• **Page excerpt**

----------------

Study Adapting US City Micromobility to Remote Australian Towns
Cairns, Queensland
A Cairns-based town planner pushing to make micromobility a public transport solution for Far North Queensland communities has received a Churchill Fellowship to study in the US, to further research the proposal.
The Australian Town Planner of the Year for 2020/21, self described “passionate regionalist” Nikki Huddy, will spend eight weeks studying eight US cities at the forefront of micromobility in that country, with an emphasis on programs focused on social equity and behaviour change.
While much of the focus on share services and other micromobility initiatives in Australia and around the world has centred on major cities, Nikki said e-bike and e-scooter share services could be a massive boost for social equity and quality of living in rural centres, include remote Aboriginal communities.
In particular, she has been looking at the potential for Mobility as a Service in Queensland’s largest discrete Aboriginal community, Yarrabah, which is 16km east of Cairns but is a looping one-hour drive from the major regional city.
“There is a high risk that a transition to sustainable mobility might not happen because we do not have enough skilled people.”
She says micromobility offers a rare opportunity for a “technology leapfrog”, to bypass the provision of traditional public transport in areas such as Far North Queensland, where public transport is extremely limited and is virtually non-existent outside the bigger cities.
Nikki received her Australian Town Planner of the Year Award for her advocacy work across regional Queensland and after many years in local government, she established her own planning and community development consultancy.
“My ambition is to be able to support communities to design and implement their own fit-for-purpose mobility services such as e-scooter share, car share – which works like e-scooter hire – and e-charging hubs,” she said.
“A severe lack of adequately equipped planners and policy makers is holding back the uptake of e-mobility and there is a high risk that a transition to sustainable mobility might not happen because we do not have enough skilled people.”
Her fellowship tour will include Pittsburgh, home to the US’s first and largest Mobility as a Service trial – and a good example of how access to different types of transport can be means tested and subsidised accordingly.
“I look forward to talking to the people who repair the bikes, to the people who prepared the app and everybody in between, the behaviour change people, the people who set the networks and those who figure out how to divide the money between the different share mobility options,” Nikki said.
“Their MaaS trial has all the mainstays of buses, trains and ferry but also includes mopeds, bikes and trikes. There’s an entire program associated with behaviour change, which will be very exciting for adapting to areas across Queensland and Australia.
“When it comes to micromobility, there’s a whole range of passionate technical boffins who really started those early start-ups by matching their ability to create an app with their passion for cycling or scootering. A lot of the drive and innovation around micromobility has come from the tech area, rather than the pedestrian and cycling perspective, and a lot of those people are in America.
“That’s what really attracted me to the US, along with its extremely well resourced bicycle user groups and the fact they have an entire transport organisation dedicated to social and racial equity in transport.”

----------------

• **Your instructions**
Reproduce verbatim the stretch of the micromobility article from "Study Adapting US" through "and behaviour change.". The listing is not required for this exercise.

• **Raw data**
----------------

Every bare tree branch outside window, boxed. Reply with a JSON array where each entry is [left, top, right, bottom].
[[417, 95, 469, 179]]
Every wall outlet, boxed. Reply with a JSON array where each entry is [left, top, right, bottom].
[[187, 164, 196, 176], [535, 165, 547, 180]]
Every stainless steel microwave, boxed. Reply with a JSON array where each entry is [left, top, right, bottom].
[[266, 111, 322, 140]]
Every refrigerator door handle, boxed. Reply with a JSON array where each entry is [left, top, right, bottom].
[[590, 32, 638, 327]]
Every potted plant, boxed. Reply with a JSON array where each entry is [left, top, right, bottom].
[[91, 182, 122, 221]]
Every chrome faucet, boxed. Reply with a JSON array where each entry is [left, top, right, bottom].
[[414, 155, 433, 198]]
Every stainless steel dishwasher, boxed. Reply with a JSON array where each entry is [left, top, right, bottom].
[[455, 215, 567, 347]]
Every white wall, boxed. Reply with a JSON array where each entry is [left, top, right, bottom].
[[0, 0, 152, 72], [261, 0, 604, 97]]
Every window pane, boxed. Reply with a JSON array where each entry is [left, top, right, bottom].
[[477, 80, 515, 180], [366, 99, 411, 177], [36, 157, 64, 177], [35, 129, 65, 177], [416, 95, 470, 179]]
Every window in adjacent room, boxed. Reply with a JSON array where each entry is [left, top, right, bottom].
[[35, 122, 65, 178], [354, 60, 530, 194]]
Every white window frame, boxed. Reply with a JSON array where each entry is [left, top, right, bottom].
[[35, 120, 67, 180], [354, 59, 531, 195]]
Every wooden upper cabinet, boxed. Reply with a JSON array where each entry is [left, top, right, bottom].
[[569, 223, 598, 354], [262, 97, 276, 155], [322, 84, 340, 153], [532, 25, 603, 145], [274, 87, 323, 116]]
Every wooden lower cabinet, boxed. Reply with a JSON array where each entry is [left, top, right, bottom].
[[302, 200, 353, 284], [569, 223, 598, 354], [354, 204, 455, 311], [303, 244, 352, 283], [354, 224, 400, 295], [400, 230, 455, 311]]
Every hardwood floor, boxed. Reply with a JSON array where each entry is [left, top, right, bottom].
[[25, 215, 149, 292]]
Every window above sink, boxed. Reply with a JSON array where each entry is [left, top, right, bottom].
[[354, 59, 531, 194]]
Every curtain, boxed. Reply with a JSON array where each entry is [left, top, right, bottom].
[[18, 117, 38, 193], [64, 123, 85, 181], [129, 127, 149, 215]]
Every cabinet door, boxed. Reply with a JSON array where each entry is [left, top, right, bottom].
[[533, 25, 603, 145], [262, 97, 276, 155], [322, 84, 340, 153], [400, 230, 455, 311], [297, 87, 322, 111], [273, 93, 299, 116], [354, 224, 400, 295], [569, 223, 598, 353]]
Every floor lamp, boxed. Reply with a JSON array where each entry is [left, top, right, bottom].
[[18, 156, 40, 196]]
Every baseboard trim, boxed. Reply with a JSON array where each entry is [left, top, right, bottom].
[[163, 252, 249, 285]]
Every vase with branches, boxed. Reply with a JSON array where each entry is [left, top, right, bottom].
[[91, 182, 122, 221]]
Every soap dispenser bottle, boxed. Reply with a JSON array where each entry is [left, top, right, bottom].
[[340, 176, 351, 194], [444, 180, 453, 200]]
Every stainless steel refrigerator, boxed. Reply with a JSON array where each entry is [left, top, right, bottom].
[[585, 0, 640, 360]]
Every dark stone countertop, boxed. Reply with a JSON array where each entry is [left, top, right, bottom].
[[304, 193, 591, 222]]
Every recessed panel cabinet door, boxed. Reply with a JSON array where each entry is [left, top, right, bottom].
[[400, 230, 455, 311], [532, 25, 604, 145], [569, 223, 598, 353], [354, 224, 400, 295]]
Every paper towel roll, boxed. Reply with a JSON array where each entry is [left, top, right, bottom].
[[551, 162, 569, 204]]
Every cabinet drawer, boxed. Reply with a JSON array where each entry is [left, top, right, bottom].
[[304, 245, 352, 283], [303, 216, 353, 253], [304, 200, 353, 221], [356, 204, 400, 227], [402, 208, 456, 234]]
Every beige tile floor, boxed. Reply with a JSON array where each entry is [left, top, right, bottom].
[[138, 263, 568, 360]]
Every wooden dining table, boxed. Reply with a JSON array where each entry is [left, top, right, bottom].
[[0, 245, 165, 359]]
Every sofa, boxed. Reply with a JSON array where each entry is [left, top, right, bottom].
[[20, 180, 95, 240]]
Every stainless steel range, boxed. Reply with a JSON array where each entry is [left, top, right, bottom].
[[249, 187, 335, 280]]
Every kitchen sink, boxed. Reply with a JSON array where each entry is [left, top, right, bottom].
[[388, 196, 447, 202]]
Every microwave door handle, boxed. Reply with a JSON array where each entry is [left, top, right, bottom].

----------------

• **Output below**
Study Adapting US City Micromobility to Remote Australian Towns
Cairns, Queensland
A Cairns-based town planner pushing to make micromobility a public transport solution for Far North Queensland communities has received a Churchill Fellowship to study in the US, to further research the proposal.
The Australian Town Planner of the Year for 2020/21, self described “passionate regionalist” Nikki Huddy, will spend eight weeks studying eight US cities at the forefront of micromobility in that country, with an emphasis on programs focused on social equity and behaviour change.